Problem to work on:
In the material below, repeat only the lines from the one that holds "Would you mind tagging the brown" through the final line, exactly as they stand.

Exercise materials:
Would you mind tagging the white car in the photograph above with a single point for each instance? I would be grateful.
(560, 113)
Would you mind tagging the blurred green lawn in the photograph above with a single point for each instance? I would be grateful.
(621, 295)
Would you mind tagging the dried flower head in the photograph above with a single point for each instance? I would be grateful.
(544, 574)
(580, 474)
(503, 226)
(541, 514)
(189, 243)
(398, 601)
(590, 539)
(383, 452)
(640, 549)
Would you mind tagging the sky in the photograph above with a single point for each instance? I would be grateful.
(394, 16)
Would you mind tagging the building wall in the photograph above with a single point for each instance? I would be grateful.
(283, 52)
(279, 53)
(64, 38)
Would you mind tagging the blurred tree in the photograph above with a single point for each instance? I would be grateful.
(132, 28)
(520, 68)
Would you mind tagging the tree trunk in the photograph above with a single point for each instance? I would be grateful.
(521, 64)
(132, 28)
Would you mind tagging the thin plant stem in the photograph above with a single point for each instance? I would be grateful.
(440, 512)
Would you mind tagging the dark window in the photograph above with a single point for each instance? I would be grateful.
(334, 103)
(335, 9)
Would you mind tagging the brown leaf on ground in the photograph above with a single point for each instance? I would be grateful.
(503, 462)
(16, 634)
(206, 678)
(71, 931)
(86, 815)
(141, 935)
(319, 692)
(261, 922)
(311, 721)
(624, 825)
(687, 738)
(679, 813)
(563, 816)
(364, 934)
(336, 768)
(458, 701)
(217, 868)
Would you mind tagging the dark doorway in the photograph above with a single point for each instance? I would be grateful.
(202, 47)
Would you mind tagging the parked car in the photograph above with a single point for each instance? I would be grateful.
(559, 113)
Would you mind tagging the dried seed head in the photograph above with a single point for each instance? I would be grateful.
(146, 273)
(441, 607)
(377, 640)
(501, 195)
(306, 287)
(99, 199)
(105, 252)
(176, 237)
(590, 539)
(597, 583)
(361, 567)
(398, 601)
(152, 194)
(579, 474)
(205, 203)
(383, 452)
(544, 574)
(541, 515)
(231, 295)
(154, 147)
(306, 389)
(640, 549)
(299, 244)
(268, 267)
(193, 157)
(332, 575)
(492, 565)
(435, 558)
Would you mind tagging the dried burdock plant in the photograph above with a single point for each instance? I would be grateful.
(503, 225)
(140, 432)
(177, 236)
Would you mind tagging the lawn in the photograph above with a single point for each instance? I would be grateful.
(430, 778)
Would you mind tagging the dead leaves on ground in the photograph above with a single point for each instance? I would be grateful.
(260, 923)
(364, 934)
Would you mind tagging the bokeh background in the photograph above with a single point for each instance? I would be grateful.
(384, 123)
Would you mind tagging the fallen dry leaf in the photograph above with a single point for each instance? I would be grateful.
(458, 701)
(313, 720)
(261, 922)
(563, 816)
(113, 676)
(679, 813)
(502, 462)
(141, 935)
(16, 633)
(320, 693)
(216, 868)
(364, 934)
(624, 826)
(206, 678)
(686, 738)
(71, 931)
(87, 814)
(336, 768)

Problem solution:
Would you mind tagging the brown leaf on ground in the photograph above with a single point for each instance? I would be grateful.
(503, 462)
(16, 634)
(206, 678)
(71, 931)
(86, 815)
(141, 935)
(319, 692)
(261, 922)
(311, 721)
(624, 825)
(687, 738)
(679, 813)
(563, 816)
(364, 934)
(336, 768)
(458, 701)
(217, 868)
Would you mind tagging the dark doorway in the photograph above with a single point for each instance? I would be grateful.
(202, 47)
Would you mind tagging the parked car in the photograph above with a single point for each instance? I would be grateful.
(559, 113)
Would you mind tagging the dried seed head in the photograph above with a single point for each instance? I would be grateful.
(146, 273)
(441, 607)
(377, 640)
(501, 195)
(306, 287)
(99, 199)
(105, 252)
(176, 237)
(590, 539)
(597, 583)
(361, 567)
(398, 601)
(152, 194)
(579, 474)
(205, 203)
(383, 452)
(544, 574)
(541, 515)
(231, 295)
(154, 147)
(306, 389)
(640, 549)
(299, 244)
(268, 267)
(193, 157)
(332, 575)
(492, 565)
(435, 558)
Would you mind tagging the dried burdock plant in the photograph above with a single point for each instance? I would be grateful.
(503, 225)
(140, 432)
(177, 236)
Would you mind tagging the lawn in the photograph above with a single point for each instance? I would be grateful.
(430, 778)
Would you mind tagging the dead leaves on ground in the photograph above with a single point for each instance? I would be grateful.
(260, 923)
(364, 934)
Would you mind tagging the bokeh background in the photograph above with a single point for each instance? I would be grateful.
(384, 123)
Would you mind tagging the fallen dry leaf in the photograph above with a single point for each instance? I would be grateful.
(458, 701)
(313, 720)
(261, 922)
(563, 816)
(113, 676)
(679, 813)
(502, 462)
(141, 935)
(16, 633)
(320, 693)
(216, 868)
(364, 934)
(624, 826)
(206, 678)
(686, 738)
(71, 931)
(87, 814)
(336, 768)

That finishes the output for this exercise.